Required actions:
A: From the post about coming to love statistics, reproduce word for word the passage that begins with the words containing "So it was a" and ends with "raw, unadulterated statistics.".
B: Carry on the post about coming to love statistics, starting right after its final sentence.

How I learned to stop worrying and love statistics

09/08/2012

I've always hated statistics. Nothing smells more like accountancy, rimmed glasses, bookkeeping, and horrible little news reports than statistics. A career in statistics was the image of compiling endless financial reports to a stony board of directors in an attempt to squeeze out those few more dollars from the public. It was the lowest. It was the selling of an mathematical mind to the machine and the end of all beauty and expanse. There was no doubt in my mind that statistics was simply evil.

So it was a mysterious change when it happened, and it all began with a search engines module at University. This was easily one of the best courses I took in my time at University and from the beginning of the course what became most clear was that making an effective search engine had nothing to do with understanding the English language, with extracting semantic meaning from queries or documents, with logic, reason, or human experience. It was all to do with raw, unadulterated statistics.

Provided data:

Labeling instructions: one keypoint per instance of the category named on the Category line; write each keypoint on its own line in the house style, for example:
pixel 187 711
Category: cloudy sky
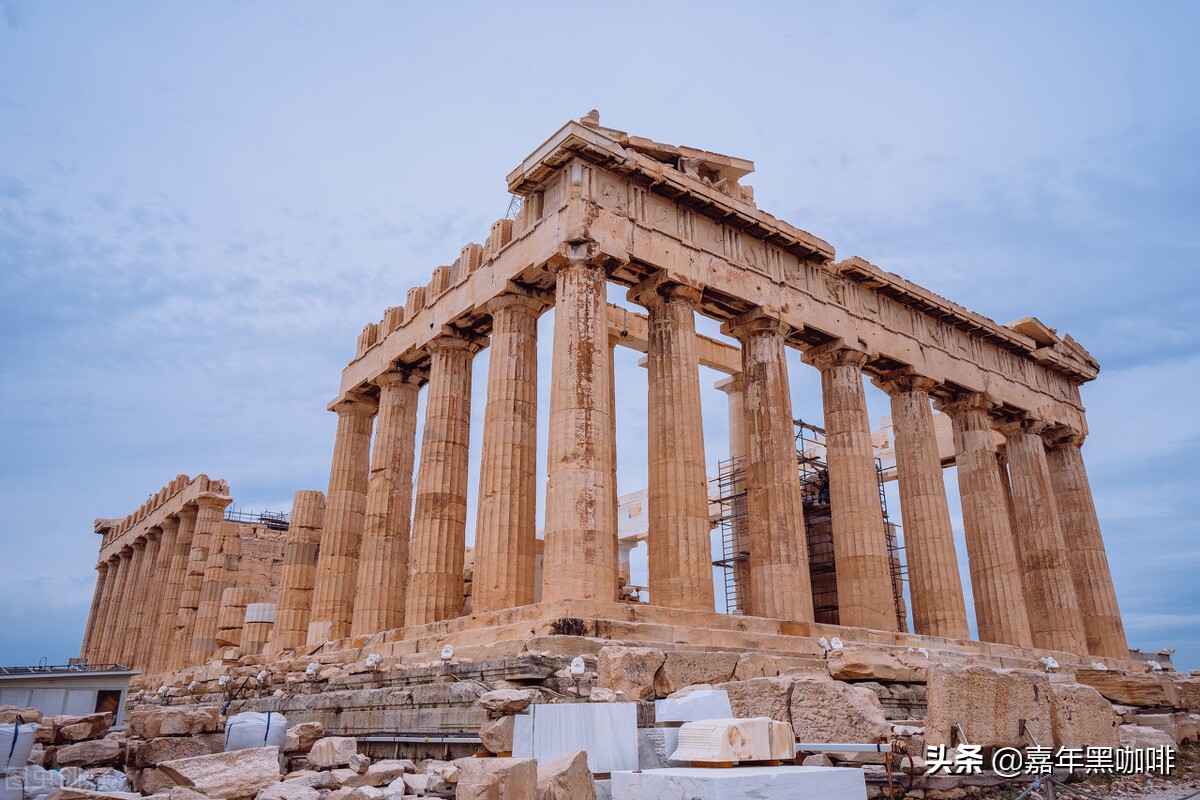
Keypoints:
pixel 201 204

Results of the tasks:
A:
So it was a mysterious change when it happened, and it all began with a search engines module at University. This was easily one of the best courses I took in my time at University and from the beginning of the course what became most clear was that making an effective search engine had nothing to do with understanding the English language, with extracting semantic meaning from queries or documents, with logic, reason, or human experience. It was all to do with raw, unadulterated statistics.

B:
And suddenly I saw the glint of gold. I saw a promise in statistics. Hiding beneath dusty logarithm lookup tables and hypothesis testing was the promise of an Oracle Machine. Something that could be queried and provide answers in milliseconds. This was knowledge like had never been seen before and yet it was nothing to do with knowledge, logic, semantics, or meaning. It was just numbers, just data and statistics and a query box. Ultimately the question in my mind was "how can this be?", and secondly, against my better judgement, "how can I get it?".

An internet search engine relies on the systematic de-construction and processing of text. The text is crippled; stripped of meaning until it is completely void and will fit into nice neat data structures for processing. Only then would the data shine through. And once the numbers were ready, the statistical algorithms could roll along and process the data. Finally the questions we all had could be answered in the blink of an eye. Building a search engine is not re-inventing the wheel, it is rediscovering the holy grail.

The first thing to go is syntax. The hierarchy of language, which structures and subjugates words into a towering tree, is unimportant under statistics. All web pages, documents, and queries are reformed and stored as jumbled lists of words. Context is not truly lost. Those words which often are together are still in association via their combined presence in a list. Everything is just a little more anarchic. The words have been freed of their sentences. There is no longer a primary verb, or a root pronoun. Under the statistical system all words are equal, and as you would expect, some are more equal than others.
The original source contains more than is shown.